**What the task asks:**
Retype, word for word, only the lines from the one with "point: outdoor wall" through the last line of the data below.

━━━━━ Extracted records

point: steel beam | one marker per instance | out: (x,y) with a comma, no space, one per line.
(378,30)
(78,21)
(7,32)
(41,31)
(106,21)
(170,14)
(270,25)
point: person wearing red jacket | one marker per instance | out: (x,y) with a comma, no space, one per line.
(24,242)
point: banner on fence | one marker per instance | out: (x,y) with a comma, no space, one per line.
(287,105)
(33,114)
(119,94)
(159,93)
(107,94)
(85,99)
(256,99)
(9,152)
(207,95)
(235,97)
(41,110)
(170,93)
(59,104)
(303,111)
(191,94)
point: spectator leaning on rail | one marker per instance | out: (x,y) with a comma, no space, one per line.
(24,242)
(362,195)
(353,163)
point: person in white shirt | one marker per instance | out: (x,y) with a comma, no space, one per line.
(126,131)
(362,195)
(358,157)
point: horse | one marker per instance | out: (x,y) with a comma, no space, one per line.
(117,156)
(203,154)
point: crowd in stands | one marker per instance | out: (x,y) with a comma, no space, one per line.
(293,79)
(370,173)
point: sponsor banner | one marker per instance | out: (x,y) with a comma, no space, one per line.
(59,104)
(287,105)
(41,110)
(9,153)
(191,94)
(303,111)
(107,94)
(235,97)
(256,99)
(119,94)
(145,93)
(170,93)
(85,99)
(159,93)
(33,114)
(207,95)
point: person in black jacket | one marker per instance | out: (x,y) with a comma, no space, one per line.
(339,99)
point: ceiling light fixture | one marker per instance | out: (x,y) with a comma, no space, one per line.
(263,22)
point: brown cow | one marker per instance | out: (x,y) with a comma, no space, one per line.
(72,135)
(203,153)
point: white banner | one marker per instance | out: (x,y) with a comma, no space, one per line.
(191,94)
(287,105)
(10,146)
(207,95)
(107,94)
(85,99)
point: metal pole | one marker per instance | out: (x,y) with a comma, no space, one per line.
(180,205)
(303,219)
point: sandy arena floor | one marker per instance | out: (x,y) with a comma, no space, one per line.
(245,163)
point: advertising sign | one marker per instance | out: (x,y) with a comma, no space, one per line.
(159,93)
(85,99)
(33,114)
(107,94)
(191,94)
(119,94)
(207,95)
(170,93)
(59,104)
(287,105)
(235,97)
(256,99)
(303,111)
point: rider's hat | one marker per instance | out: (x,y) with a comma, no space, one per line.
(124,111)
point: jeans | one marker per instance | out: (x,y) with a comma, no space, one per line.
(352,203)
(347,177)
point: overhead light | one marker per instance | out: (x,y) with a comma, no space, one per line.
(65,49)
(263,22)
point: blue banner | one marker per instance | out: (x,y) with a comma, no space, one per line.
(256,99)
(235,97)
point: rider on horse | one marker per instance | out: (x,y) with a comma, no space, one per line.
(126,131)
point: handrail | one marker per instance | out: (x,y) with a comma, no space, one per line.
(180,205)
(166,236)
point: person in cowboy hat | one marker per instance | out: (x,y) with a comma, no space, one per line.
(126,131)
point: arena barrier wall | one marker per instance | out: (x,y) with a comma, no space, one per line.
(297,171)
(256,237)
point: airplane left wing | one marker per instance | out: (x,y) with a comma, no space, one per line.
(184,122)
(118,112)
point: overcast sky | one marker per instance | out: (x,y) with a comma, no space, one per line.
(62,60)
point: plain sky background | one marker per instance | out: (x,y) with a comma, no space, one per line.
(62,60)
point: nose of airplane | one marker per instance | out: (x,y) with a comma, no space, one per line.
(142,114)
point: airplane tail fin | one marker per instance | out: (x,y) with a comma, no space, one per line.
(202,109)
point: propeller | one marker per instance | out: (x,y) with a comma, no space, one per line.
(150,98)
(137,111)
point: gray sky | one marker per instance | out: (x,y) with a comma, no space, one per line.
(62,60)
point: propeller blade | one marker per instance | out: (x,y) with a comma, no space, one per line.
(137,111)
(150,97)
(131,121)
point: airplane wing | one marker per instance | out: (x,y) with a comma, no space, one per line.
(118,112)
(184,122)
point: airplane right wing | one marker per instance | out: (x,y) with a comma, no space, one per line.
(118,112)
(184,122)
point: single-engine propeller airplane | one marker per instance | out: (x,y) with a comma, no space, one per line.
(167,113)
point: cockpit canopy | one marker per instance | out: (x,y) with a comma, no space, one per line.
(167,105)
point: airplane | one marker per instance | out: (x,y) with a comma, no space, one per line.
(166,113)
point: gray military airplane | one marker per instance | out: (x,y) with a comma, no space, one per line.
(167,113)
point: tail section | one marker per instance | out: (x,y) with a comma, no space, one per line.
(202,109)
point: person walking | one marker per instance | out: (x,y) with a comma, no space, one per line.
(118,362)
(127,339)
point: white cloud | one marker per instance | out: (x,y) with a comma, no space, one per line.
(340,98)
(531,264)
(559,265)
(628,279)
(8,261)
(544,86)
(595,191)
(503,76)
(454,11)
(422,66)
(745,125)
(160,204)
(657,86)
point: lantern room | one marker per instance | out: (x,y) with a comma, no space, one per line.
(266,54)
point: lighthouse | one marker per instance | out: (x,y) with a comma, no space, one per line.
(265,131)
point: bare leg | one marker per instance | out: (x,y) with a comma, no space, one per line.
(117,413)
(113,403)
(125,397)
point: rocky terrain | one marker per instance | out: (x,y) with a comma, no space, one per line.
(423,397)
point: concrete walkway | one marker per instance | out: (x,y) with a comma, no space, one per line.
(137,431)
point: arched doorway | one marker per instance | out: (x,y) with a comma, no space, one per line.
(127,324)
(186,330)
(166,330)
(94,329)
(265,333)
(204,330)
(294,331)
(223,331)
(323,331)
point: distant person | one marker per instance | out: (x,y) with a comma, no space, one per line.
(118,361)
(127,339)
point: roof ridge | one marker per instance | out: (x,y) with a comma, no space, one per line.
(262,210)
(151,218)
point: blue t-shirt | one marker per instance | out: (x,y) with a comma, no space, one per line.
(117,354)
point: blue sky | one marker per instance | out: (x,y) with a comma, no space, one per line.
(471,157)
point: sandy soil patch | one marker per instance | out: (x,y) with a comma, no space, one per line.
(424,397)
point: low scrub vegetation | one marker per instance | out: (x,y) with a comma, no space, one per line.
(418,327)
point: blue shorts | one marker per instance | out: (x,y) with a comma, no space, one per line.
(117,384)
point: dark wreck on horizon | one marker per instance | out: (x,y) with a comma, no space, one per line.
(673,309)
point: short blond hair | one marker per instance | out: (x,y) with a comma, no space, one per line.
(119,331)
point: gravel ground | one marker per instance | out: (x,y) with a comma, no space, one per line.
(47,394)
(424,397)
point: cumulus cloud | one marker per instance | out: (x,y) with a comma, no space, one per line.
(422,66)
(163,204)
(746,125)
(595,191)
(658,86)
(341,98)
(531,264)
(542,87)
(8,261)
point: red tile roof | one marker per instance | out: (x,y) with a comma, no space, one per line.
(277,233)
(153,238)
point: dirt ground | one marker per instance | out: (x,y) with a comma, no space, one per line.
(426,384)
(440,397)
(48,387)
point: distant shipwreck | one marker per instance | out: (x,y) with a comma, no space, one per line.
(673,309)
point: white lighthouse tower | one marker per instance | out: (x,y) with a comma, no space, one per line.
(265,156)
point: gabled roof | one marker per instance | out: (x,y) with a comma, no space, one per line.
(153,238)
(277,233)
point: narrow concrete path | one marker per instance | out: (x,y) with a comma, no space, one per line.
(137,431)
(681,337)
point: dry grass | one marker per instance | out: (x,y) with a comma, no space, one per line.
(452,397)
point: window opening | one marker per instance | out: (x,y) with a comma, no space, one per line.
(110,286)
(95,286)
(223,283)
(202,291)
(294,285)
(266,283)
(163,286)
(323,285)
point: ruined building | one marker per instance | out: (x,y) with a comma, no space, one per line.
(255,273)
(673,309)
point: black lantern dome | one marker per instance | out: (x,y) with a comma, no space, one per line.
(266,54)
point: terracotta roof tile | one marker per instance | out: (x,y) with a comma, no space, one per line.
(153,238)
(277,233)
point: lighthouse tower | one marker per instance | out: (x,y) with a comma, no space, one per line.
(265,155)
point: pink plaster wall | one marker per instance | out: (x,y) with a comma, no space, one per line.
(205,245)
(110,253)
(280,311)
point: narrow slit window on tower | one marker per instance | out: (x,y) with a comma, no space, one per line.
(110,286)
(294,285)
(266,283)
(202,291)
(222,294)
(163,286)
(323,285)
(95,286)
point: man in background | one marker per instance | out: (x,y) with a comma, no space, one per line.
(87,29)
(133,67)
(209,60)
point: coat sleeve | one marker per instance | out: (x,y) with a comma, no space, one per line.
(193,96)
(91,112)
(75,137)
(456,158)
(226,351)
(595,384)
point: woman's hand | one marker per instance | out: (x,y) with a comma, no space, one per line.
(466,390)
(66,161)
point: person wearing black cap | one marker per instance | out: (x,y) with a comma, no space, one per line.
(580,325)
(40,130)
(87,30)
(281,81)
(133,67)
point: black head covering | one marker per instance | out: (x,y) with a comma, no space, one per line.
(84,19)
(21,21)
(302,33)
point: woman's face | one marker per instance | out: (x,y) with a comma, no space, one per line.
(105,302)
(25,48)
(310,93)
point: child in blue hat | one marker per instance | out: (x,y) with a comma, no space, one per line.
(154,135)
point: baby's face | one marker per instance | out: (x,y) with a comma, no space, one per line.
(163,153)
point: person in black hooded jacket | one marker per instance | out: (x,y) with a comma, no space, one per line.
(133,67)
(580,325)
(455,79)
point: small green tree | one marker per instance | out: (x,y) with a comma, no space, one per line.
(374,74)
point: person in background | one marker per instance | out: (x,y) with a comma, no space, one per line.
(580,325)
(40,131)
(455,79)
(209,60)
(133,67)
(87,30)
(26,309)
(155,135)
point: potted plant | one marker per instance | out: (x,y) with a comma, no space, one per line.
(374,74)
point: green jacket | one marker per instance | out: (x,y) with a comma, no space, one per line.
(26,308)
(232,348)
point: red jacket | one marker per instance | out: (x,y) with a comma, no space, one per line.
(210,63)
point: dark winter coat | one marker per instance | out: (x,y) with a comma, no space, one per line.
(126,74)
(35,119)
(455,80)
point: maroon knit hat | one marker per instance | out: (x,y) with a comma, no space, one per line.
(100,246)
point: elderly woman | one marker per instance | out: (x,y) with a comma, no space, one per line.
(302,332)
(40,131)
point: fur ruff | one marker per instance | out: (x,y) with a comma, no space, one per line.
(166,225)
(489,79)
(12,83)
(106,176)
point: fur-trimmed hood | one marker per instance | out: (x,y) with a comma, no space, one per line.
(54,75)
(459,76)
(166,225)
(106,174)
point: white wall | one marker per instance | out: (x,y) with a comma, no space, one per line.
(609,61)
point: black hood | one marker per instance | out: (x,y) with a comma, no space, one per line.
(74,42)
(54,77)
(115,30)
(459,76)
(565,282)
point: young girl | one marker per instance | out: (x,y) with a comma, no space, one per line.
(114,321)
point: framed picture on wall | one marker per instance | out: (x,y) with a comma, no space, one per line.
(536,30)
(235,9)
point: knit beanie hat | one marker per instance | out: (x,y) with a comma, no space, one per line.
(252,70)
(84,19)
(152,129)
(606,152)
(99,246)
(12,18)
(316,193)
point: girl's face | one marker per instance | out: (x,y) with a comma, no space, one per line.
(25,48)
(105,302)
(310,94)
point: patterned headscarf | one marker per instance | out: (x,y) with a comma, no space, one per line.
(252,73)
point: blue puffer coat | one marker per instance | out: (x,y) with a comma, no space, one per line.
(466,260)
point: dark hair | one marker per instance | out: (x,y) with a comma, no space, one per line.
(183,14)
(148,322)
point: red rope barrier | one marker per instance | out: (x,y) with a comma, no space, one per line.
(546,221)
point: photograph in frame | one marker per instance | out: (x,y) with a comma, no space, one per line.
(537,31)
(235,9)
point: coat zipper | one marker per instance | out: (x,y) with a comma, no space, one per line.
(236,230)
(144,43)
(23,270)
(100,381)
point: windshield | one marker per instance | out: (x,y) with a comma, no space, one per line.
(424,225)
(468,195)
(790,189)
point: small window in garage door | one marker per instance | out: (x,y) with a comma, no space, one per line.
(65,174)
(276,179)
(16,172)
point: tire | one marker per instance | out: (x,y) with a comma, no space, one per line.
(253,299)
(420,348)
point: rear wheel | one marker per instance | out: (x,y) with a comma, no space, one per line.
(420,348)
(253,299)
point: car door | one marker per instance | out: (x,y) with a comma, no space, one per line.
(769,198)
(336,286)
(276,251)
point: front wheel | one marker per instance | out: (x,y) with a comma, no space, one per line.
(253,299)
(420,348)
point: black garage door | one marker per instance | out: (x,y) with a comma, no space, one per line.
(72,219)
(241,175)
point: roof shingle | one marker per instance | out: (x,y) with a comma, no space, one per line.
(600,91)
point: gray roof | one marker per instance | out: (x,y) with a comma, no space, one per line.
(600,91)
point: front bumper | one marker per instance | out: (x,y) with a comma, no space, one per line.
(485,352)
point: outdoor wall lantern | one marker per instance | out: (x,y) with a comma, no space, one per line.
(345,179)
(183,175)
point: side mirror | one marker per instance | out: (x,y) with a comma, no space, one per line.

━━━━━━━━━━

**Response below:**
point: outdoor wall lantern | one marker per instance | out: (x,y) with a comma, no space, one per line.
(345,179)
(183,175)
point: side mirror | one marker per instance | out: (x,y) with a comma, no space, one per line.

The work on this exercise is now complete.